------ INPUT FOR THIS TASK

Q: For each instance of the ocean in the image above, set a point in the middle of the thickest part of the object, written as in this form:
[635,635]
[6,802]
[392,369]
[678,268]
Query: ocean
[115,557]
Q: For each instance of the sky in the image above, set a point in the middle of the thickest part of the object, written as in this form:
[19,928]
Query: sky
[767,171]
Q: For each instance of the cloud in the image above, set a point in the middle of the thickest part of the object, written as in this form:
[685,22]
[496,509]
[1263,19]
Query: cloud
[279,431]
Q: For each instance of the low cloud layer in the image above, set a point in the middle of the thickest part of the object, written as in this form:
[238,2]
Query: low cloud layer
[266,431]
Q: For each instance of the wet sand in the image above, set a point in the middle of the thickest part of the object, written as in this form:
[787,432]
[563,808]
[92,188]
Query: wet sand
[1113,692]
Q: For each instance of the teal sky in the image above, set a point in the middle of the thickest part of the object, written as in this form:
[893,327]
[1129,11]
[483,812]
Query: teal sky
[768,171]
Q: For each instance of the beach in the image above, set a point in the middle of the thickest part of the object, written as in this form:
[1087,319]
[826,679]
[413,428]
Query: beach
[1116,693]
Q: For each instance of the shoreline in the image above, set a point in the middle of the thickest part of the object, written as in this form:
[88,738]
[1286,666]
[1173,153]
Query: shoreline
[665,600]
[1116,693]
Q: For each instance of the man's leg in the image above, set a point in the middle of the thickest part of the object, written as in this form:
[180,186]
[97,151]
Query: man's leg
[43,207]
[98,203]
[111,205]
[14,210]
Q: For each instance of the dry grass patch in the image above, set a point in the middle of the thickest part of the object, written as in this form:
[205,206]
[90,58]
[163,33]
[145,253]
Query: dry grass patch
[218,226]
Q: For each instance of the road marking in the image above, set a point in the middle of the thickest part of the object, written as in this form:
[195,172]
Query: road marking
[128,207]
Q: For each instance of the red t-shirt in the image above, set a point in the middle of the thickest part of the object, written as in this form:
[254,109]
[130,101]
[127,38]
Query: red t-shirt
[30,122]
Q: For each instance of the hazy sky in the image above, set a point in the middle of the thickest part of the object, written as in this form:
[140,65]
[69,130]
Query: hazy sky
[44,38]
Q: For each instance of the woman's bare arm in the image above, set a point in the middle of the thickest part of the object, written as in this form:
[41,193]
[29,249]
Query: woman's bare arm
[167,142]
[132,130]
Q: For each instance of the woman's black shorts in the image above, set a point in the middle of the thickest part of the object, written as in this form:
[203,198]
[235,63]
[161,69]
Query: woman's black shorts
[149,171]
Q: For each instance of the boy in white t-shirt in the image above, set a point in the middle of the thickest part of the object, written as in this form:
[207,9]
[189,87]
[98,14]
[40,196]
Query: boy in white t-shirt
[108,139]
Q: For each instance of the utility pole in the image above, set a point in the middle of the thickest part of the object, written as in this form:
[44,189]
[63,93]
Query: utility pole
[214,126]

------------

## WHAT THE TASK REQUIRES
Please output the listing in full, exactly as it was given above.

## ANSWER BOX
Q: For each instance of the ocean in the image above, set a point in the middle of the thickest part of the object, written as in this form:
[635,635]
[6,802]
[392,369]
[678,268]
Query: ocean
[115,557]
Q: For each instance of the sky in the image above, set a point in the middle of the thickest part of the object, written as in this form:
[19,928]
Query: sky
[767,171]
Q: For each instance of the cloud in the image above, set a point in the middle of the thickest part of the object, written as in this form:
[685,22]
[496,509]
[1263,19]
Query: cloud
[279,431]
Q: For each instance of the low cloud layer in the image above, set a point in the middle of the thickest part of the object, written as in this form:
[238,2]
Query: low cloud layer
[266,431]
Q: For each instance of the wet sand in the image above, set a point in the middle of the thickest part of the object, written as in this form:
[787,432]
[563,808]
[92,188]
Query: wet sand
[1113,692]
Q: For each instance of the teal sky in the image above, set a point in the middle of the thickest part of the object, written as in this form:
[893,327]
[1129,11]
[483,812]
Query: teal sky
[768,171]
Q: For each instance of the beach in the image above, set a point in the middle of the thickest part of the object, written as in this form:
[1087,319]
[826,679]
[413,428]
Query: beach
[1116,693]
Q: For each instance of the shoreline in the image above, set a point in the middle of the thickest part of the object, written as in this form:
[88,738]
[1286,666]
[1173,153]
Query: shoreline
[665,600]
[1116,693]
Q: For each instance of the man's leg in the image above, set a point in the middle of the thickest part of the object, written as in this form:
[180,186]
[97,151]
Query: man's leg
[43,207]
[98,203]
[111,205]
[14,210]
Q: For each instance of the dry grass patch in the image above, set a point in the middle of the thickest part of the object, written as in this form:
[205,206]
[90,58]
[163,33]
[145,253]
Query: dry grass patch
[218,226]
Q: For each instance of the road marking in the image above, set a point in the middle of the thickest part of the object, written as in this form:
[195,172]
Query: road marking
[128,207]
Q: For each instance of the red t-shirt in the image above, set a point in the middle of the thickest part of the object, written as in this form:
[254,109]
[130,101]
[127,38]
Query: red t-shirt
[30,122]
Q: For each instance of the hazy sky in the image above, set a point in the middle of the thickest part of the object, written as in this form:
[140,65]
[69,130]
Query: hazy sky
[44,38]
Q: For each instance of the woman's bare arm in the image above, set a point in the middle of the thickest part of the object, written as in this form:
[41,193]
[29,249]
Query: woman's bare arm
[167,142]
[132,130]
Q: For each instance of the woman's black shorts in the image above, set a point in the middle of the thickest part of the object, written as in this form:
[203,198]
[235,63]
[161,69]
Query: woman's black shorts
[149,171]
Q: For each instance of the boy in white t-shirt in the image above, set a point in the middle of the thickest part of the object, written as in this form:
[207,9]
[189,87]
[98,14]
[40,196]
Query: boy in white t-shirt
[108,139]
Q: For each instance of the utility pole in the image above, set a point in the middle of the thickest part of the object, written as in this form:
[44,189]
[63,93]
Query: utility pole
[214,126]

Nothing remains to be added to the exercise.